Location labeling records
%%

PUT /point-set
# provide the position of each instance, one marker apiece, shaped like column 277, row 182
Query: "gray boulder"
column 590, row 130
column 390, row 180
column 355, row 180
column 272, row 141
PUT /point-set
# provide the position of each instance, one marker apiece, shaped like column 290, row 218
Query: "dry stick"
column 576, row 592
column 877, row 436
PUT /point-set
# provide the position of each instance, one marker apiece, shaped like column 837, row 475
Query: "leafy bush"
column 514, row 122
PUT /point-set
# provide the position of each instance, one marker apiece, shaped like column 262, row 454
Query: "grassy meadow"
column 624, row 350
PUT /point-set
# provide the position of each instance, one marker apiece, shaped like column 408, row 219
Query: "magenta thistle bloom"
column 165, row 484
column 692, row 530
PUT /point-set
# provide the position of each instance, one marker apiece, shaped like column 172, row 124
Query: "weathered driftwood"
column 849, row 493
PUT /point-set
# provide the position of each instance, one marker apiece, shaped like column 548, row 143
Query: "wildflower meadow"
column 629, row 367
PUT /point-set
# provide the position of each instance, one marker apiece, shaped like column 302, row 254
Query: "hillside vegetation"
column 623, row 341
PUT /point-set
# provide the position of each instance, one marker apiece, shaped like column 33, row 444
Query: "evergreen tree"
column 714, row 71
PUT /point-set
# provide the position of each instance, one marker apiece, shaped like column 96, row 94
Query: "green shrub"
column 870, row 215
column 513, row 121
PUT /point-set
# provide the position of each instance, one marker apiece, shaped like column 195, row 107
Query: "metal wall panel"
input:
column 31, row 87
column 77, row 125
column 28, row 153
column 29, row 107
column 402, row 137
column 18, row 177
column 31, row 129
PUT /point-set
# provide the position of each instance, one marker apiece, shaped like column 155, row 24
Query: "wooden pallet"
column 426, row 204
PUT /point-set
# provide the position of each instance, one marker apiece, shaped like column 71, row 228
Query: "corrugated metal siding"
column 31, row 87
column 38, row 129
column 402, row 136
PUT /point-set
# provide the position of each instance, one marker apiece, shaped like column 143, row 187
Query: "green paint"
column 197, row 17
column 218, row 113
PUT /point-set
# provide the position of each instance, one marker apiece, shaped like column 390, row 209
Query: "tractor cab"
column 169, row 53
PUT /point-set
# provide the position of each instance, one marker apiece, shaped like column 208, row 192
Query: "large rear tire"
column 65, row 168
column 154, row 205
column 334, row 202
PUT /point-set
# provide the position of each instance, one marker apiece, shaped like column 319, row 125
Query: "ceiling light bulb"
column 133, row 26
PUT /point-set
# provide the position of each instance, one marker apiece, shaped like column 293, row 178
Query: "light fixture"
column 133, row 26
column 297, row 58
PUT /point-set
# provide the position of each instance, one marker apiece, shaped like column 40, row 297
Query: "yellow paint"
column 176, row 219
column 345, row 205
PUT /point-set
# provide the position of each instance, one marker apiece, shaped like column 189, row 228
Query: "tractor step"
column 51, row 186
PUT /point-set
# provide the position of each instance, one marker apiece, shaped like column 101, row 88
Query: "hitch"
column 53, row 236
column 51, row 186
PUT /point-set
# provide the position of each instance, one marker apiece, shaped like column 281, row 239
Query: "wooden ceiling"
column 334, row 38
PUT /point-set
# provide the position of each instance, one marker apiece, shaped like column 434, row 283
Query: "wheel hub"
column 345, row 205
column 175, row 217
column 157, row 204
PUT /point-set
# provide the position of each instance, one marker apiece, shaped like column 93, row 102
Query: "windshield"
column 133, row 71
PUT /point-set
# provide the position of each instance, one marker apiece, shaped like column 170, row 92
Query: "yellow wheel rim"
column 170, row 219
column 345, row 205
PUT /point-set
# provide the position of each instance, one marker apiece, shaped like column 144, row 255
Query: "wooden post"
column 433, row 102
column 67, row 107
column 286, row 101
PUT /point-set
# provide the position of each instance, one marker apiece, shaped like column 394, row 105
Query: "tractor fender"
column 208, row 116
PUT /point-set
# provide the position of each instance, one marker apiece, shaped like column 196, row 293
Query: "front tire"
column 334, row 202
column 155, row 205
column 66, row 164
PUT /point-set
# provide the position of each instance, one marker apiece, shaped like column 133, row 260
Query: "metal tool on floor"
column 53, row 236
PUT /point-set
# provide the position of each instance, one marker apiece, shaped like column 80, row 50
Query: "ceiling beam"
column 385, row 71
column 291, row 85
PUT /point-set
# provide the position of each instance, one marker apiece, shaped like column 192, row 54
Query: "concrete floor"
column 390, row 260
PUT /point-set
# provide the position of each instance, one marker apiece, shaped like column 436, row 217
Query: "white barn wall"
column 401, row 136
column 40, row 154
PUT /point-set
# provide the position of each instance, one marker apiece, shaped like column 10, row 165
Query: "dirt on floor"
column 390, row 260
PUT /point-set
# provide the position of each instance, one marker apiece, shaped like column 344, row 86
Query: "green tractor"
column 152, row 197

%%
%%

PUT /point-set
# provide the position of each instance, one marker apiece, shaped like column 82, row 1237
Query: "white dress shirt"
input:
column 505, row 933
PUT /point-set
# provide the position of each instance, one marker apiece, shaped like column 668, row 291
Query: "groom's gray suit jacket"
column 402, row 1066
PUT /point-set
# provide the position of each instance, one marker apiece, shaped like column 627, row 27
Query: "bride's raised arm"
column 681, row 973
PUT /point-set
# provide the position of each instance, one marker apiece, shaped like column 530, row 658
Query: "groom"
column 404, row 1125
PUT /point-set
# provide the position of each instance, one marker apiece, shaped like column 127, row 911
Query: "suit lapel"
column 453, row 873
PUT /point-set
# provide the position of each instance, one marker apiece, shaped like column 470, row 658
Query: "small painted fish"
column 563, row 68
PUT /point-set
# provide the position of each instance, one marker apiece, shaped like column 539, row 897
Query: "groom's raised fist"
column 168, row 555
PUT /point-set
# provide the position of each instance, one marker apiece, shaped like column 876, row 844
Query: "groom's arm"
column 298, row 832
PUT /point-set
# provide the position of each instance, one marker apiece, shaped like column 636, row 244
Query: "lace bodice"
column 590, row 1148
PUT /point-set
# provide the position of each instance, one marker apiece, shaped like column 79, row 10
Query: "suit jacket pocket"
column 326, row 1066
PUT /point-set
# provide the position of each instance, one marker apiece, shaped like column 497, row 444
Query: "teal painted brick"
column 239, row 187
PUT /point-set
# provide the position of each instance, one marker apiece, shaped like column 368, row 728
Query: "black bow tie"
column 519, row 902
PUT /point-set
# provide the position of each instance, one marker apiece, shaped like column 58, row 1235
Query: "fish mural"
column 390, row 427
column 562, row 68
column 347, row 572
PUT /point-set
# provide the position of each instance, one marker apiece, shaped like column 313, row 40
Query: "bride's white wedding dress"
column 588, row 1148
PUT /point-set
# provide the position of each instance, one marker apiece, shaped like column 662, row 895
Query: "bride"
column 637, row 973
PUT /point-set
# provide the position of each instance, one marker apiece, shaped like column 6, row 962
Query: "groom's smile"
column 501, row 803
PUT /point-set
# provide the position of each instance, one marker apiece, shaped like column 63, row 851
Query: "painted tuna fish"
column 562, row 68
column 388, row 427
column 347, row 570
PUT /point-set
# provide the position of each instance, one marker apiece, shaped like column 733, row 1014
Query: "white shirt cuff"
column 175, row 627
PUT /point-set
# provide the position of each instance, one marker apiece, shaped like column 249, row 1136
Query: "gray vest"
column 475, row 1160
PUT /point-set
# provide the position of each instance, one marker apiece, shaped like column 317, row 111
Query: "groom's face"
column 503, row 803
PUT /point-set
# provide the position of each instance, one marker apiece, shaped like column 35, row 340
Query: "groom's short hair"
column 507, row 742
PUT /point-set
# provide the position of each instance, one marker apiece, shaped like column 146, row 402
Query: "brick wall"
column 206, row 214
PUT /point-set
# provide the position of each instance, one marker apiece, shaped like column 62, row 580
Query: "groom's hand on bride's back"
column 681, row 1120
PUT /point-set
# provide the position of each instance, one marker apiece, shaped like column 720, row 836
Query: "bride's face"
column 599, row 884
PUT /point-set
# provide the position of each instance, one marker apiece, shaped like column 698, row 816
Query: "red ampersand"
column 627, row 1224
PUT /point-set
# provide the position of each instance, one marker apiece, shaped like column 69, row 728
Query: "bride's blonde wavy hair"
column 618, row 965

%%
%%

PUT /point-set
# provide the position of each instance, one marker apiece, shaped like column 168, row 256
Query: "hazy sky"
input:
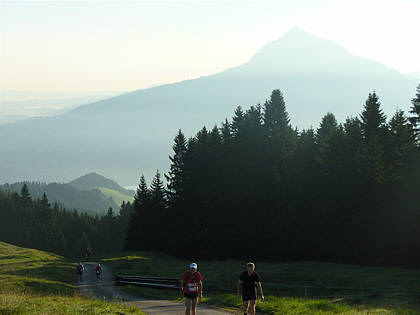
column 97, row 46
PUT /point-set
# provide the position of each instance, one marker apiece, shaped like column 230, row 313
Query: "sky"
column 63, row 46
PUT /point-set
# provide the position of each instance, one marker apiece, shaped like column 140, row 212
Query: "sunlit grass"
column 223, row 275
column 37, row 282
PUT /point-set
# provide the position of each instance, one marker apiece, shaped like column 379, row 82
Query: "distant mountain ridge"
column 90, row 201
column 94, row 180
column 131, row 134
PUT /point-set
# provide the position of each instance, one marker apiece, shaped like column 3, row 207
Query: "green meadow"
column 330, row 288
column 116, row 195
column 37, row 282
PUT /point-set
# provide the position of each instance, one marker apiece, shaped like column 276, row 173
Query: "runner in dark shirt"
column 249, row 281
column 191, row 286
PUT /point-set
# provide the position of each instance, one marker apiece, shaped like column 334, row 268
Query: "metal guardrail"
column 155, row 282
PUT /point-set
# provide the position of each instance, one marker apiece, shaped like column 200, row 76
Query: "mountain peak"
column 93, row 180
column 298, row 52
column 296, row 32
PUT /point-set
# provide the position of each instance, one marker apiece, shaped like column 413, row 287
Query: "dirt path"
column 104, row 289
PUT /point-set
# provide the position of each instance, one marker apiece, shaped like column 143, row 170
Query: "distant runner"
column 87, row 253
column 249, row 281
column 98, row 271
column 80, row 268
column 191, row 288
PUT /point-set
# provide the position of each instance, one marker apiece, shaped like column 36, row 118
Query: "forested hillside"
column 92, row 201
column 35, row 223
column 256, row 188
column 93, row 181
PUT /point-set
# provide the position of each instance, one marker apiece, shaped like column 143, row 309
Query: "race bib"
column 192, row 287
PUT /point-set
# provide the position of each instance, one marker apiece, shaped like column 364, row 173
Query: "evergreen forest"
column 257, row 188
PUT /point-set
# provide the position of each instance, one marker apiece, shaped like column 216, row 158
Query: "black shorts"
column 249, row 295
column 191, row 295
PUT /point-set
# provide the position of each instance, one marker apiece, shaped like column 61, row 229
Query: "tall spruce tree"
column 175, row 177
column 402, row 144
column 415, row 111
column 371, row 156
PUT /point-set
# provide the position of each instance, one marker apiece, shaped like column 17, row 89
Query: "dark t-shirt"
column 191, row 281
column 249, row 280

%%

WHAT THIS TASK INVOLVES
Locate each line in the items above that contains the string "tire" with the same capitalization, and copy those lines.

OUTPUT OF THE TASK
Query: "large rear tire"
Query: "front tire"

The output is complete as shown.